Transcreva, sem alterações, a passagem do texto sobre a aquisição dos navios que vai de "Todos estes navios" a "da Marinha Mercante.".

● **Excerto fornecido**
* * * * * * * * *

Todos estes navios foram comprados em segunda mão no mercado de ocasião, excepto dois pares de gémeos, aquiridos na fase final de construção: ROÇADAS e SERPA PINTO, comprados à URSS, CARVALHO ARAÚJO e PEREIRA D'EÇA, obtidos no Brasil.
Na época registava-se uma aproximação política entre Portugal e o Brasil, vigorando regimes autoritários em ambos os países. Essa aproximação levou a diversas tentativas de cooperação económica, e nesse plano o Brasil cedeu a armadores portugueses diversos cargueiros em construção para companhias brasileiras, no âmbito de um plano de desenvolvimento da frota mercante brasileira. Os navios eram financiados pelo Estado brasileiro, à semelhança do que se fazia em Portugal com o Fundo de Renovação da Marinha Mercante.

* * * * * * * * *

● **Secção de dados**

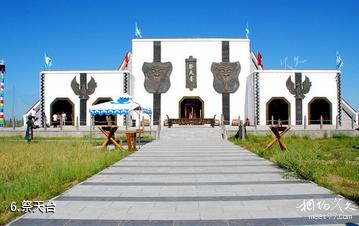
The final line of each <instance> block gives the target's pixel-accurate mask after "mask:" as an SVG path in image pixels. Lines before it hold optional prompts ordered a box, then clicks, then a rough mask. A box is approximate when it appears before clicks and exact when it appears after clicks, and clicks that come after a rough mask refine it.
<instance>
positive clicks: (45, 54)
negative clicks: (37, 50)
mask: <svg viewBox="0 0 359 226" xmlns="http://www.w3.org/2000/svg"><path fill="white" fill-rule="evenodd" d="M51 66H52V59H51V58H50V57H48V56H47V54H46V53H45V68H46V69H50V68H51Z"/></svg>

* * * * * * * * *

● **Resposta do exercício**
Todos estes navios foram comprados em segunda mão no mercado de ocasião, excepto dois pares de gémeos, aquiridos na fase final de construção: ROÇADAS e SERPA PINTO, comprados à URSS, CARVALHO ARAÚJO e PEREIRA D'EÇA, obtidos no Brasil.
Na época registava-se uma aproximação política entre Portugal e o Brasil, vigorando regimes autoritários em ambos os países. Essa aproximação levou a diversas tentativas de cooperação económica, e nesse plano o Brasil cedeu a armadores portugueses diversos cargueiros em construção para companhias brasileiras, no âmbito de um plano de desenvolvimento da frota mercante brasileira. Os navios eram financiados pelo Estado brasileiro, à semelhança do que se fazia em Portugal com o Fundo de Renovação da Marinha Mercante.